[[ Excerpted text, beginning ]]

‘We send the EU £350 million a week, let’s fund our NHS instead’.

Remember that one?

A clear case of misinformation

At the time of writing, we’re several years on from this infamous message, which was even more infamously printed on the side of a giant double-decker bus. This slogan was, of course, a part of the Brexit campaign helmed by now-PM Boris Johnson. In the year 2020, we’ve finally reached a point where, not only has Brexit occurred, but Mr Johnson himself has been placed at the head of 10 Downing Street. And yet, this staggering claim has never been followed up on.

It was thoroughly debunked that we ever actually spent this much on our EU membership, but no-one seems to have held the sitting government accountable for the misinformation spread by its leader.

The great election of December 2019 saw partisan fighting over NHS-related votes as if they were the last few chocolate bourbons left in a biscuit tin. Labour pledged to increase expenditure by an average 4.3 per cent a year. The Conservatives promised us 50,000 more nurses. And UKIP assured us that, if they were placed in charge, they would close the country’s borders to the supposed exploitation of the NHS by foreigners (overlooking the fact that as of January 2020 169,000 NHS staff are non-British — making that 13.8 per cent of all staff).

Our dilapidated ‘pride and joy’

It’s clear that the future of the NHS is a huge decider of elections in the UK. And why wouldn’t it be? Black or white, gay or straight, Northern or Southern, the one thing that almost all British people agree on is that the NHS is our pride and joy. And, as a nation with a deeply troubled human rights record, our health service stands tall as a beacon of hope, offering care that is free at the point of delivery since 1948.

[[ Excerpted text, end ]]

Take the NHS piece further from its last sentence, carrying on in the same voice.

[[ Supplied information, beginning ]]

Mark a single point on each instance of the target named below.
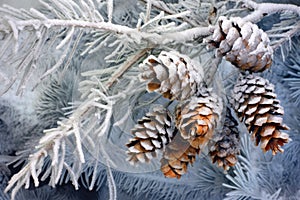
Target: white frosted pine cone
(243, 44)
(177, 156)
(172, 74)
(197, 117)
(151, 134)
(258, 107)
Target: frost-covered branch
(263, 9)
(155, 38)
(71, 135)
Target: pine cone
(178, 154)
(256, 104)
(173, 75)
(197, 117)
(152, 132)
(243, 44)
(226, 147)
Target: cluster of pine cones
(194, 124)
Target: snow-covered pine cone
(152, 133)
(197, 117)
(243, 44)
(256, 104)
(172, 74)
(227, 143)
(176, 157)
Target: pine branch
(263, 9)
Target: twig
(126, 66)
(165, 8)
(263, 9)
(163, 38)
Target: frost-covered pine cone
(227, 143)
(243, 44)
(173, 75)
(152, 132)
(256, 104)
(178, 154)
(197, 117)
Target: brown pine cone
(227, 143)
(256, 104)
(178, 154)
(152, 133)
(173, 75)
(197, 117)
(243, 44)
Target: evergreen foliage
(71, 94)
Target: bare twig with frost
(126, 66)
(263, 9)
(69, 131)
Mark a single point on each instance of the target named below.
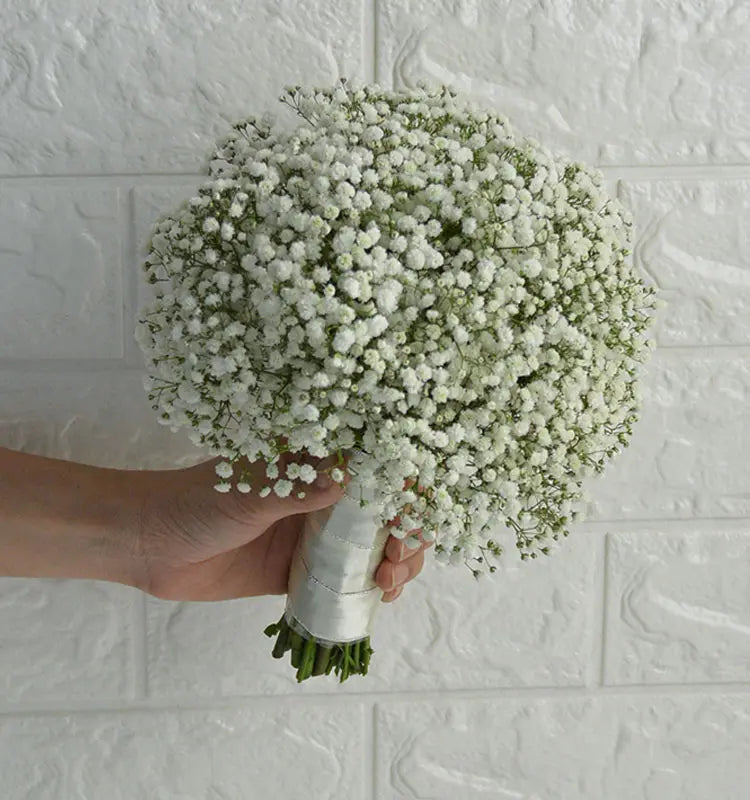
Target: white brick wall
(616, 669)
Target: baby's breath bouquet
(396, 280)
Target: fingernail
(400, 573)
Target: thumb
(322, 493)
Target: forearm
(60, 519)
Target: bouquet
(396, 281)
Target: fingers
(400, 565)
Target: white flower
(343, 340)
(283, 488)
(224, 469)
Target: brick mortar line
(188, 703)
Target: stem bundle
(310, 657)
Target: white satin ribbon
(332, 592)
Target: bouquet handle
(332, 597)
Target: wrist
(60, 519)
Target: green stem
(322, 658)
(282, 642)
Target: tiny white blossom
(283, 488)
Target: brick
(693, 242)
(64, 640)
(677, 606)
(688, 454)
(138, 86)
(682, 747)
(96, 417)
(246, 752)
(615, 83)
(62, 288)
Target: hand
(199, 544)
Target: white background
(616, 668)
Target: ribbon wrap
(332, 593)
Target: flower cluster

[[ Supplied information, end ]]

## Response to this exercise
But the constant use of the NHS as a bartering chip in elections has become a troubling issue. Anyone who has ever worked even tangentially to the health service can tell you that its workers are ridiculously exhausted, and that this is in great part due to the lack of clear national focus stemming from constant debate.

This blurriness comes straight from Westminster, where the future of doctors and nurses is decided by policymakers who may have little-to-no experience in a healthcare setting. It’s likely that many people making these choices don’t even use public healthcare, opting instead for more efficient private alternatives. This reduces their incentive to properly run the NHS even more.

The reader would be forgiven for thinking that there’s no real solution to this problem. That this is the way that politics has worked since the dawn of time. That dealing with this issue is a non-starter. But what if there was a way around this? A way to move power closer to medical professionals on the frontline, and to begin to make up for one of the NHS’s biggest weaknesses?

Merits of decentralisation

Ladies and Gentlemen: The Bank of England has entered the ring.

On May 6, 1997, history was made when the Bank of England became free from political influence to set interest rates as it saw fit.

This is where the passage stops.